#### [DATASET CONTENT]
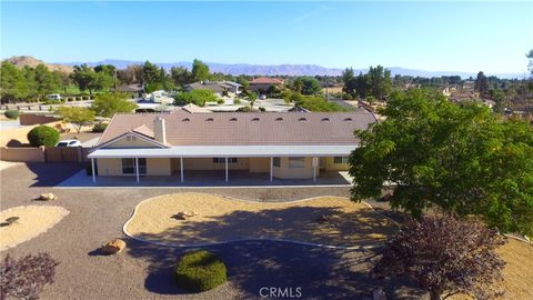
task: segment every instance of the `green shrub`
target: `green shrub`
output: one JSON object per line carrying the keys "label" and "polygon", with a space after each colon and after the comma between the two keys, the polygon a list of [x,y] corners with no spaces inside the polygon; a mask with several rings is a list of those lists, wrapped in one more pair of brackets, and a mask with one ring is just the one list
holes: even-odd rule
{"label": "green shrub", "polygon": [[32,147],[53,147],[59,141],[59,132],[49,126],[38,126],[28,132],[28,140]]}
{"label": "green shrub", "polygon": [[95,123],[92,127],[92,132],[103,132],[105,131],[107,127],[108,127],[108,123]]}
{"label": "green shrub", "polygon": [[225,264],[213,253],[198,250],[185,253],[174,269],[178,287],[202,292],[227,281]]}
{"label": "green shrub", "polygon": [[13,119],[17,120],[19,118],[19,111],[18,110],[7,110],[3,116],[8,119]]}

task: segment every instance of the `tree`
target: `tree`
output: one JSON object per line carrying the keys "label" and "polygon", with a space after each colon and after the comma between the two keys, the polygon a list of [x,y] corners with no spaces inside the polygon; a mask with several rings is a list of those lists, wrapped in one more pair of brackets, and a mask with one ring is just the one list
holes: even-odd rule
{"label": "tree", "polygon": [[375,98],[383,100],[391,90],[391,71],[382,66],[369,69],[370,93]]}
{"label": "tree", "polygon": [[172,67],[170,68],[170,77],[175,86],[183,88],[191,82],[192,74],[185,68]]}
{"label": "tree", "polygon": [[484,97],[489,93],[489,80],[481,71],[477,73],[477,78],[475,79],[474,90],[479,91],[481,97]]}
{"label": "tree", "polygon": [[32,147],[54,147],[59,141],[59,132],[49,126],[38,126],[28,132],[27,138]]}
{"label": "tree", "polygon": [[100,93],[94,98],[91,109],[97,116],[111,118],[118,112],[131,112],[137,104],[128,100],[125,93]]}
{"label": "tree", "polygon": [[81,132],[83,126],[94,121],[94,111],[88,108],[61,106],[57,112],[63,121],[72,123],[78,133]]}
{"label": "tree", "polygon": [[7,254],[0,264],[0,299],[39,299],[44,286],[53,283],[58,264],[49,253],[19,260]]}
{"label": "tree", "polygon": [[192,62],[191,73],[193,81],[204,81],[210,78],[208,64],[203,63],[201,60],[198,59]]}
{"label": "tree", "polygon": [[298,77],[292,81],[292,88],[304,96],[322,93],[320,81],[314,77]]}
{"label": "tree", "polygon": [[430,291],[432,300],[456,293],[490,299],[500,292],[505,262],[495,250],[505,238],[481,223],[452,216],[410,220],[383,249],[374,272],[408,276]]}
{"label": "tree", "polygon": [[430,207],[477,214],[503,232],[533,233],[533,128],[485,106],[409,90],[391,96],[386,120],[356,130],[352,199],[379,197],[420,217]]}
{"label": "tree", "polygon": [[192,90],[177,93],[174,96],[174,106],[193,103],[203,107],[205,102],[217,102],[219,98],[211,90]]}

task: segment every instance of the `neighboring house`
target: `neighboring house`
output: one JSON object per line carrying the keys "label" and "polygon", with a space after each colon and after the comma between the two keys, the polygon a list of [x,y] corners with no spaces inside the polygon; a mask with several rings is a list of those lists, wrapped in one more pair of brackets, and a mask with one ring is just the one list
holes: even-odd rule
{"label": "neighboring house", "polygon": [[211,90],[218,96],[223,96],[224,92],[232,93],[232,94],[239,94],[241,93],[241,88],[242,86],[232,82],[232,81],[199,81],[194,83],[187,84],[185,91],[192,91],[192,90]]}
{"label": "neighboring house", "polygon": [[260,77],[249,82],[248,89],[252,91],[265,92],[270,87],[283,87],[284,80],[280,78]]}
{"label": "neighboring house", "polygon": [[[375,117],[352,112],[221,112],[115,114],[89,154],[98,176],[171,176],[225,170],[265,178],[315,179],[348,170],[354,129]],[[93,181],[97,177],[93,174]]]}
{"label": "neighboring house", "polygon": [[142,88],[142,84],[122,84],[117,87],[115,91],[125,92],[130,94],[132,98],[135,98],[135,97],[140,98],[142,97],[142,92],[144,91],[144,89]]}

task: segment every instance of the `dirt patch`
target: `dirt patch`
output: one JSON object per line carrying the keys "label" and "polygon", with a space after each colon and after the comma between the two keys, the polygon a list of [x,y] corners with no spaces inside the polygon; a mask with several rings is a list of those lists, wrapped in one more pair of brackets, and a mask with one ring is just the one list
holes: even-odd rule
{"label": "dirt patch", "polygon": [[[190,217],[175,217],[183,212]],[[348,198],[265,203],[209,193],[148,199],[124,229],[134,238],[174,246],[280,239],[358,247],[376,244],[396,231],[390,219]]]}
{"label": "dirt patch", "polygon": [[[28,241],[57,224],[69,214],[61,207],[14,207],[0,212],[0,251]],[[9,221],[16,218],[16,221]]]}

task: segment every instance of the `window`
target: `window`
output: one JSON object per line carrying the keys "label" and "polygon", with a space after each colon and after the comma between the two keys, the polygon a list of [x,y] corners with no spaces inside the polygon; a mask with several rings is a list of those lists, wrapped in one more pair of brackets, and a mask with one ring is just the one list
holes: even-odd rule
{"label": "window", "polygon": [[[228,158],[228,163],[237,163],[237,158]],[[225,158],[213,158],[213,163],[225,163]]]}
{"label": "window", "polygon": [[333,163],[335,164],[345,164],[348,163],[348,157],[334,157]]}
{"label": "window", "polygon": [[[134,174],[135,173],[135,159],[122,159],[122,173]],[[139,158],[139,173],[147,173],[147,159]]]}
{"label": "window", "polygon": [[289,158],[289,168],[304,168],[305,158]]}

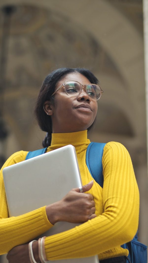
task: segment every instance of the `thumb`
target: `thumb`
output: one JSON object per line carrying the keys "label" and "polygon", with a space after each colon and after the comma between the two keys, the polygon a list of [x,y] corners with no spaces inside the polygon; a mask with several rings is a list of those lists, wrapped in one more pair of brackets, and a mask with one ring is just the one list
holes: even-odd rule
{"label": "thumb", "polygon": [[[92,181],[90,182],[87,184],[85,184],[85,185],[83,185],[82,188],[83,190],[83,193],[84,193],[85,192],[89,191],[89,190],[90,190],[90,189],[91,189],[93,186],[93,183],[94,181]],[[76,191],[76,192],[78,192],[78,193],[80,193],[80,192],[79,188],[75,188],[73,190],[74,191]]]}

#### [PROBLEM DETAILS]
Find each line in the records that contains the string "dirt" and copy those lines.

#### [ANSWER FOR THIS EXERCISE]
task: segment every instance of the `dirt patch`
target: `dirt patch`
{"label": "dirt patch", "polygon": [[[190,217],[175,217],[183,212]],[[348,198],[265,203],[209,193],[148,199],[124,229],[134,238],[174,246],[280,239],[358,247],[376,244],[396,231],[390,219]]]}
{"label": "dirt patch", "polygon": [[[28,241],[57,224],[69,214],[61,207],[14,207],[0,212],[0,251]],[[9,221],[16,218],[16,221]]]}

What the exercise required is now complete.